### Texte à lire
========================
Le rêve d’émigration se heurte à l’hostilité de l’enclave espagnole de Melilla

Le rêve d’émigration se heurte à l’hostilité de l’enclave espagnole de Melilla

Humiliation au quotidien pour les Algériens

El Watan, 17 novembre 2012

Les conditions de vie difficiles, dégradantes, voire inhumaines, de plus de 300 Algériens en rétention au Centre de séjour temporaire pour migrants étrangers (CETI), dont plus d’une dizaine de familles. Les hôtes de Melilla ont pu les décrypter à travers des témoignages troublants.

Au moins une centaine sur les 2000 croupissant derrière les barreaux des prisons espagnoles, environ 300 en rétention dans le Centre de séjour temporaire pour migrants étrangers (CETI), près d’une centaine de SDF vivant des vols à la tire, du trafic en tous genres, de la prostitution ou de la mendicité, des dizaines à se bousculer devant le commissariat de police pour une hypothétique place au CETI et la prise de leurs empreintes digitales, des groupes de pensionnaires arrêtés pour vol, trafic de drogue et prostitution qui font la une des médias locaux… Voilà à quoi se résume l’immigration algérienne dans l’enclave espagnole de Melilla. Enfin, tout ou presque y est pour rendre légitime la très détestable image que se font de l’Algérie et des Algériens les 80 000 habitants de cette petite ville.
========================
Données brutes:

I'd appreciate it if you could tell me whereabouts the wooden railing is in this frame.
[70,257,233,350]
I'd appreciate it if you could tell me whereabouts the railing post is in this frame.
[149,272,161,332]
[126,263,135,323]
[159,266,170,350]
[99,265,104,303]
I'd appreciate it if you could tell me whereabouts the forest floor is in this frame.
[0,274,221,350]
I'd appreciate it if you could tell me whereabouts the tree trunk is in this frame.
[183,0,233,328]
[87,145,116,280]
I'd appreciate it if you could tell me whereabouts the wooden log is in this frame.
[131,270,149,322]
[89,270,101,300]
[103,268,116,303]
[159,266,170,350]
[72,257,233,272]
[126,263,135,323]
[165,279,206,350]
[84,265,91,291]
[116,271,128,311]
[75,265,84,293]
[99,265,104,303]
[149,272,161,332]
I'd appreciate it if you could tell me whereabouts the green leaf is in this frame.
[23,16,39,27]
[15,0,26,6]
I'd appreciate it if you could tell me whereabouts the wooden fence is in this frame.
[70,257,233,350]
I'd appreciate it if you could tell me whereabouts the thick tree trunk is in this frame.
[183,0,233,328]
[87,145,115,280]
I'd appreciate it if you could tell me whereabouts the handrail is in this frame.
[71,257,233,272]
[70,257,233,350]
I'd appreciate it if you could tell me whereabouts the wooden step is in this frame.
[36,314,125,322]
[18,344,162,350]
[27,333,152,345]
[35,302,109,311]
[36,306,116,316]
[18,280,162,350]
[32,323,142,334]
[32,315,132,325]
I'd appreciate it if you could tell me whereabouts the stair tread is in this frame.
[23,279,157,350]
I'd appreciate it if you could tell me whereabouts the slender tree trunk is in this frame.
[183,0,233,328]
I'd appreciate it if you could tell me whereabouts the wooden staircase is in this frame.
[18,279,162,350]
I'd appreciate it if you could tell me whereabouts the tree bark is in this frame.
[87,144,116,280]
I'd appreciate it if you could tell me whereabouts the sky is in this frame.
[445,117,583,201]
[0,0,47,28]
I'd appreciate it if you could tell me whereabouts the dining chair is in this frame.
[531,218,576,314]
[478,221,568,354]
========================
### Exercices
(1) Reformulez sous forme de liste abrégée le paragraphe de l'article sur Melilla qui commence par « Au moins une centaine », en conservant ses faits principaux.
(2) Recopiez le passage de l'article sur Melilla qui va de « El Watan, 17 » jusqu'à « des témoignages troublants. ».
Les lignes fournies ne sont pas nécessaires pour ce travail.

### Corrigés
(1)
Selon l'article, l'immigration algérienne dans l'enclave espagnole de Melilla se résume à :
- au moins une centaine des 2000 détenus dans les prisons espagnoles ;
- environ 300 personnes en rétention au CETI ;
- près d'une centaine de SDF vivant de vols à la tire, de trafics en tous genres, de prostitution ou de mendicité ;
- des dizaines de personnes qui se pressent devant le commissariat pour une hypothétique place au CETI et la prise de leurs empreintes digitales ;
- des groupes de pensionnaires arrêtés pour vol, trafic de drogue et prostitution, qui font la une des médias locaux.

Presque tout contribue ainsi à rendre légitime l'image très détestable que les 80 000 habitants de la ville se font de l'Algérie et des Algériens.

(2)
El Watan, 17 novembre 2012

Les conditions de vie difficiles, dégradantes, voire inhumaines, de plus de 300 Algériens en rétention au Centre de séjour temporaire pour migrants étrangers (CETI), dont plus d’une dizaine de familles. Les hôtes de Melilla ont pu les décrypter à travers des témoignages troublants.